SELECTION
_____
Revision as of 16:31, 8 February 2017

Problem

For certain real numbers $a$, $b$, and $c$, the polynomial \[g(x) = x^3 + ax^2 + x + 10\]has three distinct roots, and each root of $g(x)$ is also a root of the polynomial \[f(x) = x^4 + x^3 + bx^2 + 100x + c.\]What is $f(1)$?

$\textbf{(A)}\ -9009 \qquad\textbf{(B)}\ -8008 \qquad\textbf{(C)}\ -7007 \qquad\textbf{(D)}\ -6006 \qquad\textbf{(E)}\ -5005$

Solution

$f(x)$ must have four roots, three of which are roots of $g(x)$. Using the fact that every polynomial has a unique factorization into its roots, and since the leading coefficient of $f(x)$ and $g(x)$ are the same, we know that

\[f(x)=g(x)(x-r)\]

where $r\in\mathbb{C}$ is the fourth root of $f(x)$. Substituting $g(x)$ and expanding, we find that

\[f(x)=(x^3+ax^2+x+10)(x-r)=x^4+(a-r)x^3+(1-ar)x^2+(10-r)x-10r.\]

Comparing coefficients with $f(x)$, we see that

\begin{align*} a-r&=1\\ 1-ar&=b\\ 10-r&=100\\ -10r&=c\\ \end{align*}
_____
WHAT IS EXPECTED
Rewrite the part of the polynomial problem starting at "For certain real" and ending at "c.\]What is $f(1)$?", substituting "different" for "distinct".

ENTRIES SUPPLIED
_____
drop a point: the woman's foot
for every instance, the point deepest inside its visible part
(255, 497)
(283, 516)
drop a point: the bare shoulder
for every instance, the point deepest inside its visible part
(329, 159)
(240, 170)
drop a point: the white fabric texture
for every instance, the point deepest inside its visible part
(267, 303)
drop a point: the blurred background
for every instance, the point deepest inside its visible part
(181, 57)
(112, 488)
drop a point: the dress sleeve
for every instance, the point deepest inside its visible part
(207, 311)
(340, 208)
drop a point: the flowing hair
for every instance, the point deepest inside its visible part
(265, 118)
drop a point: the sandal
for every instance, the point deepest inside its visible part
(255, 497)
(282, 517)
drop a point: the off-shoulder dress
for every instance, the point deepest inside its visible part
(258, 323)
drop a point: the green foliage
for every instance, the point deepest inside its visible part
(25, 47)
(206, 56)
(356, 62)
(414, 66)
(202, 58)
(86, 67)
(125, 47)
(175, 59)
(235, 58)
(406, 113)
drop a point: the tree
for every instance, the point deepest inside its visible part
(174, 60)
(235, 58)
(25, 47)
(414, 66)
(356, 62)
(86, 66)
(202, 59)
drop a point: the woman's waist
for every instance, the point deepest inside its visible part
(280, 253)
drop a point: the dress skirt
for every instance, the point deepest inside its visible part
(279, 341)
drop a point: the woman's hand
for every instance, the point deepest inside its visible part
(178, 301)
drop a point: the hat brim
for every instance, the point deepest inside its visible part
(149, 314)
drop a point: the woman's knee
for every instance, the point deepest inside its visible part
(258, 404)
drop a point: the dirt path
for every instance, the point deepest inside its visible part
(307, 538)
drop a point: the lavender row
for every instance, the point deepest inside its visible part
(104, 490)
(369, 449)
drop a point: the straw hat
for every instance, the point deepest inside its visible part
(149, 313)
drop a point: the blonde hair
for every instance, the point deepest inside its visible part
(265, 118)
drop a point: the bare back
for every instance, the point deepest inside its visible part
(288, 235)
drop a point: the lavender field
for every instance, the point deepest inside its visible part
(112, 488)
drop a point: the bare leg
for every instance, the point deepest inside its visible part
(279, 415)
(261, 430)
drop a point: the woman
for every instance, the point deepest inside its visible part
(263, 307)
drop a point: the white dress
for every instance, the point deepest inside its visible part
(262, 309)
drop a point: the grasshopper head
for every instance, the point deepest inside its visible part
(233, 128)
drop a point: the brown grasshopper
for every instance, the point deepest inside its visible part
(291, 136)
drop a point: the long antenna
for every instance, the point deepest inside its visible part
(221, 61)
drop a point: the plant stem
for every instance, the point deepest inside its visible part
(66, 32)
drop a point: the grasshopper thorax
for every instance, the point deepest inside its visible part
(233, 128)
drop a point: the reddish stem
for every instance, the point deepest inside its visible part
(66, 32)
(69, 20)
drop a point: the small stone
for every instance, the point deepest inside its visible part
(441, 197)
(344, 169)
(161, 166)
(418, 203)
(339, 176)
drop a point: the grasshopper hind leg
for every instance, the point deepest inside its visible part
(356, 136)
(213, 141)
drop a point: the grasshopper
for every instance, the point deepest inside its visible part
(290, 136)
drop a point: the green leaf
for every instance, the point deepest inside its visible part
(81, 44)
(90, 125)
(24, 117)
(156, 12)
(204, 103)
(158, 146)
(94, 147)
_____
CORRECT RESPONSE
For certain real numbers $a$, $b$, and $c$, the polynomial \[g(x) = x^3 + ax^2 + x + 10\]has three different roots, and each root of $g(x)$ is also a root of the polynomial \[f(x) = x^4 + x^3 + bx^2 + 100x + c.\]What is $f(1)$?